--- begin Passage to read ---

Azure-Medallion-API

A data pipeline using the Medallion architecture (Bronze, Silver, Gold layers) on Microsoft Azure, with a RESTful API built using FastAPI to serve the processed data.
It ingests customer purchase data from a CSV file, processes it through multiple stages, and exposes it via an API.

Project Structure

Bronze Layer: Raw data ingestion into Azure Data Lake Storage.
Silver Layer: Data cleaning and transformation using Azure Databricks.
Gold Layer: Final processed data for consumption, stored in Azure Data Lake and loaded into Azure SQL Database.
API: FastAPI application to query purchase data and analytics.

Files

upload_to_bronze.py: Uploads random_data.csv to the Bronze layer in Azure Data Lake Storage.
silver_processing.py: Databricks notebook to clean and transform raw data into the Silver layer.
gold_processing.py: Databricks notebook to process Silver data into the Gold layer.
load_to_sql.py: Loads Gold data into Azure SQL Database and creates analytics views.
api.py: FastAPI application to serve purchase data and analytics.

Prerequisites

Azure Services:
- Azure Data Lake Storage (containers: bronze, silver, gold)
- Azure Databricks
- Azure SQL Database
- Azure Key Vault (optional for secrets)

Local Environment:

Python 3.9+
ODBC Driver 17 for SQL Server

Install dependencies:

pip install pandas pyspark pyarrow fastapi uvicorn sqlalchemy pyodbc azure-storage-blob azure-identity

Configuration:

Set environment variables:

STORAGE_ACCOUNT_NAME: Azure Data Lake Storage account name
KEY_VAULT_URL: Azure Key Vault URL (optional)

--- end Passage to read ---

Work to be completed ->
Can you reproduce word for word the stretch of the Azure-Medallion-API readme that starts with "Project Structure" and goes on through "query purchase data and analytics."? Nothing in the listing is needed here.

--- begin Dataset section ---

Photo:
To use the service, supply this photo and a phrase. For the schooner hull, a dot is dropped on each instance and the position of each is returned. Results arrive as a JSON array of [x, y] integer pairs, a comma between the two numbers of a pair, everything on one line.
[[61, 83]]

--- end Dataset section ---

The result ->
Project Structure

Bronze Layer: Raw data ingestion into Azure Data Lake Storage.
Silver Layer: Data cleaning and transformation using Azure Databricks.
Gold Layer: Final processed data for consumption, stored in Azure Data Lake and loaded into Azure SQL Database.
API: FastAPI application to query purchase data and analytics.